Write what comes next in the passage about the court ruling on Arctic grayling protections, picking up after its final sentence.

■ Text provided ■
============
The conservation groups argued that the service had cherry-picked data to support its determination that the grayling population in the Ruby River was stable and viable. Christensen agreed.
“The 2020 finding’s determination that the Ruby River population was viable and could therefore provide redundancy was arbitrary and capricious,” the Obama appointee wrote in his ruling.
The conservation groups also argued that the service relied too heavily on a voluntary conservation agreement between private landowners in Big Hole to mitigate threats to the species in exchange for receiving assurances against additional regulatory requirements if the species later is listed under the Endangered Species Act.
The Candidate Conservation Agreement with Assurance was issued in 2006 to improve streamflow, protect the function of riparian habitats, reduce entrainment threats and remove barriers to Arctic grayling migration. Those efforts proved successful enough for the service to use the agreement as an example of the Arctic grayling’s threat being reduced.
============
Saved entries
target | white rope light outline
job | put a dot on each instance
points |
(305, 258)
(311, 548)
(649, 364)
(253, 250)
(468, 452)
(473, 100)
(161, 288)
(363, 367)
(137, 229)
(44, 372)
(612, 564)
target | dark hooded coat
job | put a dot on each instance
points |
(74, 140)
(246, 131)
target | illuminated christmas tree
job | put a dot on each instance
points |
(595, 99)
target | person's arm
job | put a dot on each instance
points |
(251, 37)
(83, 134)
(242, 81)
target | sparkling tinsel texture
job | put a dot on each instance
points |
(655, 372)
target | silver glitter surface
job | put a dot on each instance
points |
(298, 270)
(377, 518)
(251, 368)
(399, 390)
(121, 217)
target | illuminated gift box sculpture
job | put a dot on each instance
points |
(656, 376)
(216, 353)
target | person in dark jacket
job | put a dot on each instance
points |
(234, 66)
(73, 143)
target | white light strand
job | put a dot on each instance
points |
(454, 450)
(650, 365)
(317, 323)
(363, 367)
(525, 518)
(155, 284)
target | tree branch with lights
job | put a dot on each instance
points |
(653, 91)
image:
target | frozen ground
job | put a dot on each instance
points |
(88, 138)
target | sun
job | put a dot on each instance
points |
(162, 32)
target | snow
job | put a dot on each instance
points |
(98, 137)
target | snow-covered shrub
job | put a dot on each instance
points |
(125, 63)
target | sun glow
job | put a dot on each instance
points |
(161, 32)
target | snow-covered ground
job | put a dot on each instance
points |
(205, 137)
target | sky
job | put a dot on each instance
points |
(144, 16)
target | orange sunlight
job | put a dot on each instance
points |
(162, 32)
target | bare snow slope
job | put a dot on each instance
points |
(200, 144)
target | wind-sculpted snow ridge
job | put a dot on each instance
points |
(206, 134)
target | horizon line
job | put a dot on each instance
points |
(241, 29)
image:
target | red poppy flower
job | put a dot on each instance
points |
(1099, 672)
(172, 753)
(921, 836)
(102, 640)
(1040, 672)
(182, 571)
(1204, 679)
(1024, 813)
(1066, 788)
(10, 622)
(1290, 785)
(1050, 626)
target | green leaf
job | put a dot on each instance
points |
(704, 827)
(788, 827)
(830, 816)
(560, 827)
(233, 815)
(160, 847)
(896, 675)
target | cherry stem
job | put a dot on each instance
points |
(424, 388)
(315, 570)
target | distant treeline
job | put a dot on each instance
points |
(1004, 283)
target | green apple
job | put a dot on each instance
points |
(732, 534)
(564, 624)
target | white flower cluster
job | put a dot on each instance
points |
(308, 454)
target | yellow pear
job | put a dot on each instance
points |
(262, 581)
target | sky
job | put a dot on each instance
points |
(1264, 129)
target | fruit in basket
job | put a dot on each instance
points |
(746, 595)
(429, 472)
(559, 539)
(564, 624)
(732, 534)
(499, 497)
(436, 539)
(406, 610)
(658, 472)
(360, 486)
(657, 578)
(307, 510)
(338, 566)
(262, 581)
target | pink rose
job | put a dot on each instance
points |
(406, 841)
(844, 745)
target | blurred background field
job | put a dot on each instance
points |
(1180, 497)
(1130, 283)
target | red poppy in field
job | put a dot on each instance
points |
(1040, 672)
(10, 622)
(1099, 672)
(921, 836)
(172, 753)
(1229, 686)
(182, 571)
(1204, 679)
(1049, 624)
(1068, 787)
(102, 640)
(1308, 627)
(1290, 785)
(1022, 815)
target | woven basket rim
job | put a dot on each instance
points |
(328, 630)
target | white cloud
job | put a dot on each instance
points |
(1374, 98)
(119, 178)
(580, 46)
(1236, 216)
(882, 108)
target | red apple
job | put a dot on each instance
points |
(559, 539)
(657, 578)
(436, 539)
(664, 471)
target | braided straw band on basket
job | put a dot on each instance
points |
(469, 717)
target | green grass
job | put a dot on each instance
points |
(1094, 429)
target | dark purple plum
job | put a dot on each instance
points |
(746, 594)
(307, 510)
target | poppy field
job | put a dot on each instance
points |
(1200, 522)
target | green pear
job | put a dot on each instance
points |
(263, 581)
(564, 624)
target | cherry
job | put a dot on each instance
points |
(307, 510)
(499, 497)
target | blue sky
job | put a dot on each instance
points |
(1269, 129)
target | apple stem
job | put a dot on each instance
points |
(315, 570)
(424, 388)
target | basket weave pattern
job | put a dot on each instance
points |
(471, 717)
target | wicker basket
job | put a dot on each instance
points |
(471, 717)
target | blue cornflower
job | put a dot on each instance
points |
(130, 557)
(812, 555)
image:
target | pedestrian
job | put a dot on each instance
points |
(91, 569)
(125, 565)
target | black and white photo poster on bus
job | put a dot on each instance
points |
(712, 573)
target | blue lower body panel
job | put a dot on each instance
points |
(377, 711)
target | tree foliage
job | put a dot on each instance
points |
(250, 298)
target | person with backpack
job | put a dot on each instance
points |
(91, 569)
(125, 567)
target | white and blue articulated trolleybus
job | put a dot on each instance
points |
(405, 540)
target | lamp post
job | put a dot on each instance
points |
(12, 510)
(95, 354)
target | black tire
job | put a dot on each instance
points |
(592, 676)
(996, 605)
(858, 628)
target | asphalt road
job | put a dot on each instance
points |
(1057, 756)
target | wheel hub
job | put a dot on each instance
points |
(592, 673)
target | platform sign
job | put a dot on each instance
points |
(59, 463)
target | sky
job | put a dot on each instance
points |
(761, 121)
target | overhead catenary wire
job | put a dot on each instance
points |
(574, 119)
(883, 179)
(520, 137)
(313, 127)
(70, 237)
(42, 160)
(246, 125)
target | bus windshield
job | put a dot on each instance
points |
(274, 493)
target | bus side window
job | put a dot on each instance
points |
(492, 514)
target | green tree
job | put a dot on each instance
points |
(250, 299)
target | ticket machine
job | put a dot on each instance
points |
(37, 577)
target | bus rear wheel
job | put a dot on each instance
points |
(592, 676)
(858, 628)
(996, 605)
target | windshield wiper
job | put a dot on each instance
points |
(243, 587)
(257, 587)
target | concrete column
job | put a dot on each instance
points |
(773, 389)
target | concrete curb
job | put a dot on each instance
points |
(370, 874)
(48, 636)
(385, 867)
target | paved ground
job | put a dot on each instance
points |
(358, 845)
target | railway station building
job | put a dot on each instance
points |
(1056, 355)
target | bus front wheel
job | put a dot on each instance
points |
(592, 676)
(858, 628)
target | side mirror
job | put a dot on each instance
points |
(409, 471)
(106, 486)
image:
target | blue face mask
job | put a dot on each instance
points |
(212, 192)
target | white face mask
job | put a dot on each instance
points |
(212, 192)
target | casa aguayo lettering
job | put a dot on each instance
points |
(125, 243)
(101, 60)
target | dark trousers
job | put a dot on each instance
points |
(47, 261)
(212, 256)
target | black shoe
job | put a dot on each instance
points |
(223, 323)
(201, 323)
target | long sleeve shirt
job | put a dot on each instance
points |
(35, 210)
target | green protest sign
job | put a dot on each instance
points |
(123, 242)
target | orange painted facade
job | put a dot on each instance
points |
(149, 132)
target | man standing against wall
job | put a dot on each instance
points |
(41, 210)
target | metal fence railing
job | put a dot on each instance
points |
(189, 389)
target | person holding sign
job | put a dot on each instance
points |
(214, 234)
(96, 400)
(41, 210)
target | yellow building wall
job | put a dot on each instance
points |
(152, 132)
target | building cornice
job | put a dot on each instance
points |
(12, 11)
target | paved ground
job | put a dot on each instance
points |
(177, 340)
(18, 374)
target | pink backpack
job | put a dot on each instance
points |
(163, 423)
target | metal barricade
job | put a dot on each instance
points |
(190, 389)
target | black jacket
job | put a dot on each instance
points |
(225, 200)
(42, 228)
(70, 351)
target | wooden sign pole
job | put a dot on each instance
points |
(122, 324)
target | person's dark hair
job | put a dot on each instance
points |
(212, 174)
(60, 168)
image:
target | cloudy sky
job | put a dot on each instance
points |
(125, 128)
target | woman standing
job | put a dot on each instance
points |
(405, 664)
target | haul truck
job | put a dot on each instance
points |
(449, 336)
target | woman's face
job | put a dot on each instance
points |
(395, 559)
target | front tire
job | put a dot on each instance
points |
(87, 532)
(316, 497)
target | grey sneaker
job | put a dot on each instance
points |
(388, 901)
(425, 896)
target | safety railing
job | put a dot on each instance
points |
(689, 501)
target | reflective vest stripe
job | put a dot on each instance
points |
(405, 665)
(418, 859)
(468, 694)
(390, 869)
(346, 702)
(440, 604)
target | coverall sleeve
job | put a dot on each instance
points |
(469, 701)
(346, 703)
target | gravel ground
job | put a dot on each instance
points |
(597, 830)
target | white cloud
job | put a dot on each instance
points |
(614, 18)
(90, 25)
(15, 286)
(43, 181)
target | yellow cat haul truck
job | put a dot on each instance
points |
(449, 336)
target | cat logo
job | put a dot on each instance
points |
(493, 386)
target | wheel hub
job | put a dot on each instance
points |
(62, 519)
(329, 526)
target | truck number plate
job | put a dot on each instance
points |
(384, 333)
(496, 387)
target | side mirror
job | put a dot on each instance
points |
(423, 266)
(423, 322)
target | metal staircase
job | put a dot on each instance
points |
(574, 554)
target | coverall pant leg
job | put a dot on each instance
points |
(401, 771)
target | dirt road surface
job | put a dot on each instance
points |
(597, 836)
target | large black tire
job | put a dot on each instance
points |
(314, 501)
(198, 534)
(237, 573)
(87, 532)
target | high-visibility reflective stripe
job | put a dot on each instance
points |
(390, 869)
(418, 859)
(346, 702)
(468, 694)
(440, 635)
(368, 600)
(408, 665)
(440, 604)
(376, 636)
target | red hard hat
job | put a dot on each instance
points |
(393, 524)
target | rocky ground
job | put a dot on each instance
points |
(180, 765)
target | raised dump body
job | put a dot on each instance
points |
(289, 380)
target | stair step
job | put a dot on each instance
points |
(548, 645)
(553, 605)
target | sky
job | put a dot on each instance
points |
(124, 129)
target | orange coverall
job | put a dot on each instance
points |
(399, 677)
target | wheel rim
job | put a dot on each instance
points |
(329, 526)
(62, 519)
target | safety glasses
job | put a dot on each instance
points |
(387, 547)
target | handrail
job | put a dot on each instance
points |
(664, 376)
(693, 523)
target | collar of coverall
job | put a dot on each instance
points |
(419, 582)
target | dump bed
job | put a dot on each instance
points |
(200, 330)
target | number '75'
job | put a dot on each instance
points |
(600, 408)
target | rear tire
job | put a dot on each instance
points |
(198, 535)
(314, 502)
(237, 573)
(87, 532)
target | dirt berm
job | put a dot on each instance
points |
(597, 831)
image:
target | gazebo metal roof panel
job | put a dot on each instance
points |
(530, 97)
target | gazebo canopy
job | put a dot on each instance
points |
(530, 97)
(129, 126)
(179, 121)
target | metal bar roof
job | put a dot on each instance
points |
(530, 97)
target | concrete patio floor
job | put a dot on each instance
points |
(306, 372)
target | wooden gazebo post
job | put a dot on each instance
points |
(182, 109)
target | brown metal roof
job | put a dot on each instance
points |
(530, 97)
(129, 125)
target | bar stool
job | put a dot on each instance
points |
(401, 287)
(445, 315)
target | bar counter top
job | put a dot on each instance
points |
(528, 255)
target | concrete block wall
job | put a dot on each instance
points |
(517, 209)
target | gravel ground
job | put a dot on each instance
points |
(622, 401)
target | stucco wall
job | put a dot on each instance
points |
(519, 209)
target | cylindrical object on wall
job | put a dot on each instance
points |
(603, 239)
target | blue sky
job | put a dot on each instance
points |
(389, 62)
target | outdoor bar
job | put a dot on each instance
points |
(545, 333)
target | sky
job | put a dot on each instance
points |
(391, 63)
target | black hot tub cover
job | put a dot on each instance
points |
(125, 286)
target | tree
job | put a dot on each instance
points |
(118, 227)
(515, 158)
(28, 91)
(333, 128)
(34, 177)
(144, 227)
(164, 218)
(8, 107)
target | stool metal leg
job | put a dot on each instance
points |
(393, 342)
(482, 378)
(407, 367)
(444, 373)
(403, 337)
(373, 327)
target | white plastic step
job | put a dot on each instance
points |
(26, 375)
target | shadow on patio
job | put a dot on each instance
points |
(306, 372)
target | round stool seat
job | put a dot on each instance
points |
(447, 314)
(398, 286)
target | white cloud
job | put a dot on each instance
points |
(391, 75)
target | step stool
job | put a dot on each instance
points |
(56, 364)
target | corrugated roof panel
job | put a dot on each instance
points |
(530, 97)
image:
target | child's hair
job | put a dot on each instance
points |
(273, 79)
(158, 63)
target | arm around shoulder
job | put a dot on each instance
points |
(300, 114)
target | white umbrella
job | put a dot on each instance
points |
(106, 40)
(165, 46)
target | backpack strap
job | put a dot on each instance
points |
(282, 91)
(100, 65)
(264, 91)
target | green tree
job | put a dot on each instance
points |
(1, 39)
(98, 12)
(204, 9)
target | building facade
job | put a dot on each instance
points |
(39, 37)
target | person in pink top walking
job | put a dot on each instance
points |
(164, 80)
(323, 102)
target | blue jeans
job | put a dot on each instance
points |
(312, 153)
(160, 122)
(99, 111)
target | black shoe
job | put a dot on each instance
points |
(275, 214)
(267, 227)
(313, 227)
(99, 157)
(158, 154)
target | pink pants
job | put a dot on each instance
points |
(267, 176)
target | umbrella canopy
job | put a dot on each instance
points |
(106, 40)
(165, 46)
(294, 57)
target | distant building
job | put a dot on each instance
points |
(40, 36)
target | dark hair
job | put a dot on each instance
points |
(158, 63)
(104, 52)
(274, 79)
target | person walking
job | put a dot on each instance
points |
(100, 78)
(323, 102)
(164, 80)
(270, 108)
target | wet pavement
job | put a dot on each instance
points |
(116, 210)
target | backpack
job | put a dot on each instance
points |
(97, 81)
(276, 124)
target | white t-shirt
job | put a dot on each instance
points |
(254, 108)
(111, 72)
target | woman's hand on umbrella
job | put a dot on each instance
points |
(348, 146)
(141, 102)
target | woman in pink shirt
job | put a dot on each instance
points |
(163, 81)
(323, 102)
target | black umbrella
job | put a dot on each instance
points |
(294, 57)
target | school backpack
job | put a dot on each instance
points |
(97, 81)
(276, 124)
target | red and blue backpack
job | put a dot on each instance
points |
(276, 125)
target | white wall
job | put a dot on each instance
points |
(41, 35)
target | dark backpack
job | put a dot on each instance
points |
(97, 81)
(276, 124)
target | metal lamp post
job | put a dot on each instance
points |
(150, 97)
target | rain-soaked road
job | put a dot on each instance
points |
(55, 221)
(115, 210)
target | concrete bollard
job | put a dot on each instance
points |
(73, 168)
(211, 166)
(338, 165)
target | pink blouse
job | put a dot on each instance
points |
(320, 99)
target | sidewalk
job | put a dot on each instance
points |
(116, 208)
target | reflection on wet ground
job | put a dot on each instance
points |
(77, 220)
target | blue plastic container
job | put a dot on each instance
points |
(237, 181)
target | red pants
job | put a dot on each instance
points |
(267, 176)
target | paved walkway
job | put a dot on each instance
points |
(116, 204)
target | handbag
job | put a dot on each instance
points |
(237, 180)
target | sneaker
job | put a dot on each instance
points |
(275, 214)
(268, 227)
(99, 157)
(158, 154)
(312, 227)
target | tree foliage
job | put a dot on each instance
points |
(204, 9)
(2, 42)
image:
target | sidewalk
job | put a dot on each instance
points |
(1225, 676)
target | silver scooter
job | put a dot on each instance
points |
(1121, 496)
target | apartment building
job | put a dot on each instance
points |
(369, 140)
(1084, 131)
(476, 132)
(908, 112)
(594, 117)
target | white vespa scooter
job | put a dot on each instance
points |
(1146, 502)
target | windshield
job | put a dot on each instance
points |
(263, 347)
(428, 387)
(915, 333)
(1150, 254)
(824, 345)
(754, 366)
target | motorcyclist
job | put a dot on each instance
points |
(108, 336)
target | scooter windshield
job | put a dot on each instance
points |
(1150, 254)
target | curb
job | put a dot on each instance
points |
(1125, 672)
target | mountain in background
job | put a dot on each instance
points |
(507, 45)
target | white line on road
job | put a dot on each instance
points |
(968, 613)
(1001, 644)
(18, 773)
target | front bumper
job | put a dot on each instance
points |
============
■ Reply to the exercise ■
The agreement is set to expire in 2026, something the environmental groups argued the service overlooked when relying on the benefits of the agreement to support its decision not to list the species.
Christensen agreed and wrote that the service had “failed to consider the impacts of the agreement ceasing to exist in the foreseeable future.”
The judge did not agree with the environmental groups' other arguments, namely that the service had dismissed threats posed by climate change and those by high stream temperatures and low flows.
The Fish and Wildlife Service has a year to make a new finding on the status of the Upper Missouri River basin Arctic grayling.